▸ Set task
Exclude any images and output the remaining records exactly.

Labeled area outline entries

──────────────────────────────

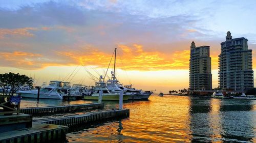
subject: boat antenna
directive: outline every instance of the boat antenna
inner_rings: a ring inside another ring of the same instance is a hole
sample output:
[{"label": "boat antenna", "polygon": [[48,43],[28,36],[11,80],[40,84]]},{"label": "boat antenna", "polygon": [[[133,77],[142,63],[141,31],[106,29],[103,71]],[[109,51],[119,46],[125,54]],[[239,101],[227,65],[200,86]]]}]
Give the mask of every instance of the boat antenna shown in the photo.
[{"label": "boat antenna", "polygon": [[116,48],[115,48],[115,62],[114,63],[114,75],[113,75],[113,80],[116,79],[116,76],[115,75],[116,71]]},{"label": "boat antenna", "polygon": [[104,78],[103,78],[103,81],[104,81],[104,80],[105,80],[105,77],[106,77],[106,74],[108,73],[108,71],[109,70],[109,68],[110,67],[110,63],[111,63],[111,61],[112,61],[112,58],[113,58],[113,56],[114,55],[114,52],[115,52],[115,51],[114,51],[114,52],[113,52],[112,56],[111,56],[111,59],[110,59],[110,63],[109,64],[109,66],[108,67],[108,69],[106,69],[106,72],[105,74],[105,76],[104,76]]}]

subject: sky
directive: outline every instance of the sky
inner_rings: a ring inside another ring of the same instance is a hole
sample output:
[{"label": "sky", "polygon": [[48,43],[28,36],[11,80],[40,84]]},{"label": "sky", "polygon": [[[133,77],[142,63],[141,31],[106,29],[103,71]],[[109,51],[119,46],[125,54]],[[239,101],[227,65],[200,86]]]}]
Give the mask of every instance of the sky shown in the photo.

──────────────────────────────

▸ Expected output
subject: boat antenna
directive: outline every instance of the boat antenna
inner_rings: a ring inside another ring of the same instance is a hole
sample output:
[{"label": "boat antenna", "polygon": [[48,43],[28,36],[11,80],[40,84]]},{"label": "boat antenna", "polygon": [[[133,77],[142,63],[141,31],[106,29],[103,71]],[[109,51],[119,46],[125,54]],[[239,101],[227,65],[200,86]]]}]
Give the mask of every instance of the boat antenna shown in the photo.
[{"label": "boat antenna", "polygon": [[116,48],[115,48],[115,62],[114,63],[114,75],[113,75],[113,80],[116,79],[116,76],[115,75],[116,71]]},{"label": "boat antenna", "polygon": [[104,78],[103,78],[103,81],[104,81],[104,80],[105,80],[105,77],[106,77],[106,74],[108,73],[108,71],[109,70],[109,68],[110,67],[110,63],[111,63],[111,61],[112,61],[112,58],[113,58],[113,56],[114,55],[114,52],[115,52],[115,51],[114,51],[114,52],[113,52],[112,56],[111,56],[111,59],[110,59],[110,63],[109,64],[109,66],[108,67],[108,69],[106,69],[106,72],[105,74],[105,76],[104,76]]}]

subject: sky
directive: outline every instance of the sky
inner_rings: a ring inside another ring of the same instance is a hole
sample output:
[{"label": "sky", "polygon": [[48,43],[28,36],[11,80],[40,84]]},{"label": "sky", "polygon": [[[133,77],[142,63],[141,31],[106,29],[103,71]],[[109,51],[119,46],[125,54]],[[239,101],[227,65],[200,86]]]}]
Give the mask of every instance of the sky shown in the photo.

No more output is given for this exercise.